-- What is needed --
Omit every picture while you reproduce the entries that follow word for word.
====================
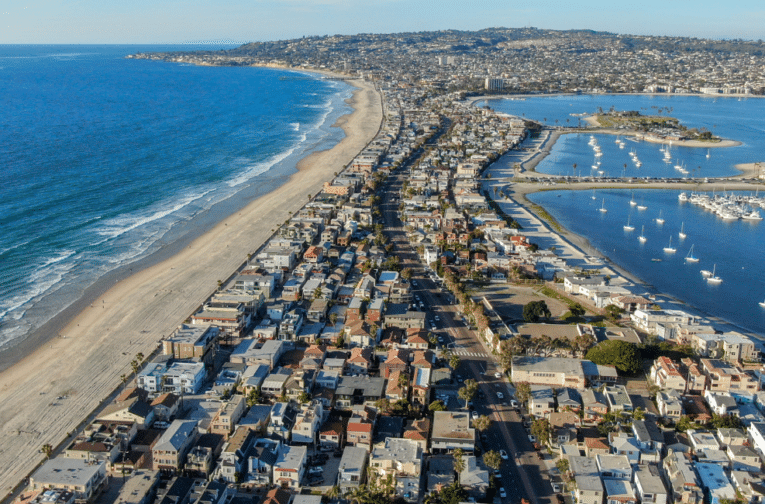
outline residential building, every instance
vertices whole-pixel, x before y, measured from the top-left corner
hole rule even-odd
[[[532,385],[577,389],[585,387],[584,370],[578,359],[515,356],[511,376],[514,383],[527,382]]]
[[[434,412],[430,449],[453,451],[457,448],[470,453],[475,448],[475,429],[470,427],[470,415],[463,411]]]
[[[305,446],[282,446],[274,464],[273,484],[300,490],[305,464],[308,459],[308,448]]]
[[[707,377],[707,389],[712,392],[753,394],[759,389],[753,376],[730,362],[701,359],[701,371]]]
[[[351,409],[354,405],[374,406],[385,395],[385,378],[369,376],[342,376],[335,390],[335,405]]]
[[[151,450],[152,469],[176,472],[199,436],[196,420],[173,420]]]
[[[316,441],[323,421],[324,408],[321,402],[312,401],[302,405],[295,416],[295,425],[292,427],[292,442],[311,444]]]
[[[150,362],[136,377],[136,385],[149,392],[196,394],[207,379],[203,362]]]
[[[720,504],[724,499],[736,499],[736,489],[733,488],[728,476],[725,475],[723,466],[696,462],[694,467],[709,504]]]
[[[532,385],[529,395],[529,414],[536,418],[545,418],[555,411],[553,389],[542,385]]]
[[[581,456],[569,457],[569,468],[574,475],[578,504],[603,504],[604,488],[595,459]]]
[[[106,484],[105,462],[66,457],[46,460],[29,478],[31,490],[66,490],[77,502],[92,502]]]
[[[465,468],[460,473],[460,486],[465,489],[468,497],[476,501],[485,499],[489,489],[489,471],[473,455],[464,455],[463,462]]]
[[[635,490],[641,504],[667,504],[669,492],[661,479],[661,471],[656,464],[638,464],[634,466]]]
[[[369,459],[371,470],[383,480],[392,476],[396,495],[409,502],[420,500],[422,462],[420,445],[401,438],[386,439],[385,445],[372,450]]]
[[[364,483],[368,458],[369,453],[365,448],[345,447],[337,470],[337,486],[342,495],[358,489]]]
[[[661,464],[664,483],[673,504],[702,504],[704,493],[693,463],[682,452],[670,451]]]
[[[596,455],[595,463],[603,479],[632,480],[632,464],[624,455]]]
[[[167,339],[162,340],[162,353],[175,359],[198,360],[211,364],[220,329],[213,325],[181,325]]]
[[[228,401],[221,405],[218,413],[210,422],[210,432],[220,434],[226,439],[234,432],[236,424],[244,415],[247,401],[241,394],[232,395]]]
[[[660,356],[651,366],[651,381],[661,389],[685,392],[687,386],[680,367],[669,357]]]

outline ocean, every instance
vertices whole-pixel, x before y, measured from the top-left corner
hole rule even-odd
[[[193,49],[0,46],[0,348],[343,138],[343,82],[125,58]]]
[[[479,103],[482,105],[483,103]],[[639,110],[677,117],[688,127],[706,127],[723,138],[742,145],[729,148],[669,148],[671,162],[665,163],[659,144],[634,142],[621,137],[625,147],[616,144],[616,136],[595,134],[603,155],[594,157],[590,134],[563,135],[536,168],[543,173],[582,176],[684,177],[675,165],[687,170],[690,177],[728,177],[740,173],[738,163],[765,161],[765,100],[759,98],[724,98],[698,96],[554,96],[525,100],[490,100],[501,112],[544,120],[554,125],[577,124],[571,114],[594,113],[613,106],[617,110]],[[634,151],[642,166],[637,167],[629,154]],[[707,154],[709,157],[707,158]],[[601,164],[593,168],[597,161]],[[576,172],[574,164],[577,164]],[[626,167],[624,165],[627,165]],[[599,171],[604,173],[599,174]],[[691,186],[687,191],[693,190]],[[678,200],[680,191],[597,190],[546,191],[529,196],[542,205],[558,222],[587,238],[590,244],[616,265],[664,293],[686,303],[699,313],[720,317],[745,330],[765,334],[765,221],[725,221],[711,212]],[[638,211],[629,204],[635,201],[647,207]],[[600,212],[605,206],[607,212]],[[656,219],[665,220],[659,225]],[[761,210],[765,215],[765,211]],[[625,231],[629,223],[634,231]],[[645,226],[646,242],[637,237]],[[680,229],[687,237],[679,237]],[[670,245],[674,254],[664,252]],[[685,261],[691,245],[698,263]],[[716,265],[716,266],[715,266]],[[710,284],[701,275],[712,270],[723,279]]]

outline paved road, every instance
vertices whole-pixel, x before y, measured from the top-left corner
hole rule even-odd
[[[408,165],[402,167],[406,171]],[[409,244],[402,222],[398,218],[399,194],[404,176],[394,173],[381,194],[384,231],[395,246],[395,254],[402,267],[412,268],[412,295],[419,297],[425,305],[427,328],[440,336],[443,347],[457,354],[461,364],[456,371],[460,380],[473,378],[478,381],[481,396],[474,399],[475,408],[481,415],[489,416],[494,422],[485,433],[484,449],[509,452],[510,458],[500,469],[501,486],[507,491],[505,502],[517,503],[529,498],[533,504],[552,504],[552,487],[544,470],[544,464],[534,451],[518,412],[509,407],[512,389],[504,379],[497,379],[499,371],[490,351],[479,341],[463,321],[457,306],[450,304],[451,295],[442,290],[429,276],[429,270],[420,262],[414,248]],[[438,317],[438,320],[436,320]],[[497,392],[504,396],[500,399]],[[499,494],[497,494],[499,496]]]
====================
-- Task response --
outline residential building, every instance
vertices whole-pixel, x before y, measured from the top-left corner
hole rule even-odd
[[[532,385],[577,389],[585,387],[584,370],[578,359],[515,356],[511,376],[514,383],[527,382]]]
[[[434,412],[430,449],[453,451],[457,448],[470,453],[475,448],[475,429],[470,427],[470,415],[463,411]]]
[[[305,446],[282,446],[274,464],[273,484],[300,490],[305,464],[308,459],[308,448]]]
[[[707,377],[707,389],[712,392],[753,394],[759,389],[753,376],[730,362],[701,359],[701,371]]]
[[[351,409],[354,405],[374,406],[385,395],[385,378],[369,376],[342,376],[335,390],[335,405]]]
[[[151,450],[152,469],[176,472],[199,436],[196,420],[173,420]]]
[[[316,441],[323,421],[324,408],[321,402],[312,401],[302,405],[295,416],[295,425],[292,427],[292,442],[311,444]]]
[[[150,362],[136,377],[136,385],[149,392],[196,394],[207,379],[203,362]]]
[[[720,504],[724,499],[736,499],[736,489],[733,488],[728,476],[725,475],[723,466],[696,462],[694,467],[709,504]]]
[[[532,385],[529,395],[529,414],[536,418],[545,418],[555,411],[553,389],[542,385]]]
[[[581,456],[569,457],[569,468],[574,475],[578,504],[603,504],[604,488],[595,459]]]
[[[106,484],[105,462],[66,457],[46,460],[29,478],[31,490],[66,490],[77,502],[92,502]]]
[[[465,468],[460,473],[460,486],[465,489],[468,497],[476,501],[485,499],[489,489],[489,471],[473,455],[464,455],[463,462]]]
[[[635,490],[641,504],[667,504],[669,492],[661,479],[661,471],[656,464],[638,464],[634,466]]]
[[[369,459],[371,470],[383,480],[392,476],[396,495],[409,502],[420,500],[422,462],[420,445],[401,438],[386,439],[385,445],[372,450]]]
[[[364,483],[368,458],[369,453],[365,448],[345,447],[337,470],[337,486],[342,495],[358,489]]]
[[[661,464],[664,483],[673,504],[702,504],[704,493],[693,463],[682,452],[670,451]]]
[[[596,455],[595,463],[603,479],[632,480],[632,464],[624,455]]]
[[[167,339],[162,340],[162,353],[175,359],[198,360],[211,364],[220,329],[213,325],[181,325]]]
[[[228,401],[221,405],[218,413],[210,422],[210,432],[220,434],[226,439],[234,432],[236,424],[244,415],[247,401],[241,394],[232,395]]]
[[[660,356],[651,366],[651,381],[661,389],[685,392],[687,386],[680,367],[669,357]]]

outline ocean, every instance
vertices whole-pixel, x before y, measured from the top-left corner
hole rule even-odd
[[[193,49],[0,46],[0,348],[343,138],[343,82],[125,58]]]
[[[479,103],[482,105],[483,103]],[[639,110],[677,117],[688,127],[706,127],[723,138],[742,145],[729,148],[669,148],[671,162],[665,163],[659,144],[634,142],[621,137],[625,147],[616,144],[616,136],[595,134],[603,155],[594,157],[590,134],[563,135],[536,168],[543,173],[582,176],[684,177],[675,165],[687,170],[690,177],[728,177],[740,173],[738,163],[765,161],[765,100],[759,98],[724,98],[698,96],[554,96],[525,100],[490,100],[501,112],[544,120],[554,125],[577,124],[571,114],[594,113],[613,106],[617,110]],[[634,151],[642,166],[637,167],[629,154]],[[707,154],[709,157],[707,158]],[[601,164],[593,168],[597,161]],[[576,172],[574,164],[577,164]],[[626,167],[624,165],[627,165]],[[599,171],[604,173],[599,174]],[[691,186],[687,191],[693,190]],[[678,200],[680,191],[597,190],[546,191],[529,196],[542,205],[558,222],[587,238],[590,244],[616,265],[664,293],[686,303],[699,313],[720,317],[745,330],[765,334],[765,221],[725,221],[711,212]],[[638,211],[629,204],[635,201],[647,207]],[[600,212],[605,206],[607,212]],[[656,219],[665,220],[659,225]],[[761,210],[765,215],[765,211]],[[625,231],[629,223],[634,231]],[[645,226],[646,242],[637,237]],[[680,229],[687,237],[679,237]],[[670,245],[674,254],[664,252]],[[685,261],[691,245],[698,263]],[[716,265],[716,266],[715,266]],[[710,284],[701,275],[712,270],[723,279]]]

outline paved road, every instance
vertices whole-pixel, x before y, measured from the top-left corner
hole rule even-odd
[[[408,165],[402,167],[406,171]],[[409,244],[402,222],[398,218],[399,194],[404,176],[394,173],[381,194],[384,231],[395,246],[395,254],[402,267],[412,268],[412,295],[419,297],[425,305],[427,328],[440,336],[443,347],[457,354],[461,364],[456,371],[460,380],[473,378],[478,381],[481,396],[474,399],[475,408],[481,415],[489,416],[494,422],[485,433],[484,449],[509,452],[510,458],[500,469],[501,486],[507,491],[505,502],[517,503],[529,498],[533,504],[552,504],[552,487],[544,470],[544,464],[534,451],[518,412],[509,407],[512,389],[504,379],[497,379],[499,371],[490,351],[479,341],[463,321],[457,306],[450,304],[451,295],[442,290],[429,276],[429,270],[420,262],[414,248]],[[438,317],[438,320],[436,320]],[[497,392],[504,396],[500,399]],[[499,494],[497,494],[499,496]]]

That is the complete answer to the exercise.